··· PROVIDED ENTRIES

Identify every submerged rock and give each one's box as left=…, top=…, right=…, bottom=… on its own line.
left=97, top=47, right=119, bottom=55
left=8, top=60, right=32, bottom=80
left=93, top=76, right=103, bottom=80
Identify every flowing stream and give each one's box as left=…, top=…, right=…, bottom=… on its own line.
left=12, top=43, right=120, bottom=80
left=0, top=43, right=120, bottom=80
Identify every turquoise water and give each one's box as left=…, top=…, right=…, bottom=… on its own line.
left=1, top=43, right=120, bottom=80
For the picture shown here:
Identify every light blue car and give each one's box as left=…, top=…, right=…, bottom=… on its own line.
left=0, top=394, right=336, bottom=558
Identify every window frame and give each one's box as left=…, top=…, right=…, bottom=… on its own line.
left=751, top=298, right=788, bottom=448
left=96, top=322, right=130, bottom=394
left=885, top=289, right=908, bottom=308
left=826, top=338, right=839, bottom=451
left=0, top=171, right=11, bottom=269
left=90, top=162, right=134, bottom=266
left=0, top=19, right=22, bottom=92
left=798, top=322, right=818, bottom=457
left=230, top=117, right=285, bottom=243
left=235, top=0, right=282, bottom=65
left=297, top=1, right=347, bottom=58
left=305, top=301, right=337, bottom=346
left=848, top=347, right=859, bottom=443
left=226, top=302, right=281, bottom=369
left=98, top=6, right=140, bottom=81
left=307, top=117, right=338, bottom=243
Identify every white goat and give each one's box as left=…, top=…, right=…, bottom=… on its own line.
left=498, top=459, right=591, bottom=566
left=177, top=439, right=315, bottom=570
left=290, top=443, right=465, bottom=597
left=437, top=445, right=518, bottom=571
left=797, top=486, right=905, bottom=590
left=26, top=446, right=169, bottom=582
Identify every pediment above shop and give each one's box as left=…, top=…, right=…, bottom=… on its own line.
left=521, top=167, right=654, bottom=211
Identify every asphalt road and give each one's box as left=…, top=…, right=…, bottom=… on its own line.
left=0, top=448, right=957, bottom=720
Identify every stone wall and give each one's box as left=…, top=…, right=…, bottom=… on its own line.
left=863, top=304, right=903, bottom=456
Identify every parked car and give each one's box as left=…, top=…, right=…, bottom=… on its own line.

······

### GOAL OF THE EXERCISE
After finding the line that contains "Identify every white" in the records above, copy that line and each one after it exactly, through the final line.

### SOLUTION BELOW
Identify every white goat and give each one's box as left=…, top=…, right=…, bottom=… on its own line.
left=498, top=459, right=591, bottom=566
left=177, top=439, right=315, bottom=570
left=290, top=443, right=465, bottom=597
left=437, top=445, right=518, bottom=571
left=797, top=486, right=905, bottom=590
left=26, top=446, right=169, bottom=582
Identify every pediment above shop and give each one's box as left=…, top=…, right=…, bottom=… on its own line.
left=521, top=167, right=654, bottom=211
Identify every asphalt road and give each one's box as left=…, top=…, right=…, bottom=… on its own line.
left=0, top=448, right=957, bottom=720
Identify every stone wall and give each one's box as left=…, top=…, right=…, bottom=… on its own line.
left=863, top=304, right=903, bottom=456
Identify every parked car and give each one's box as left=…, top=…, right=…, bottom=… on its own line.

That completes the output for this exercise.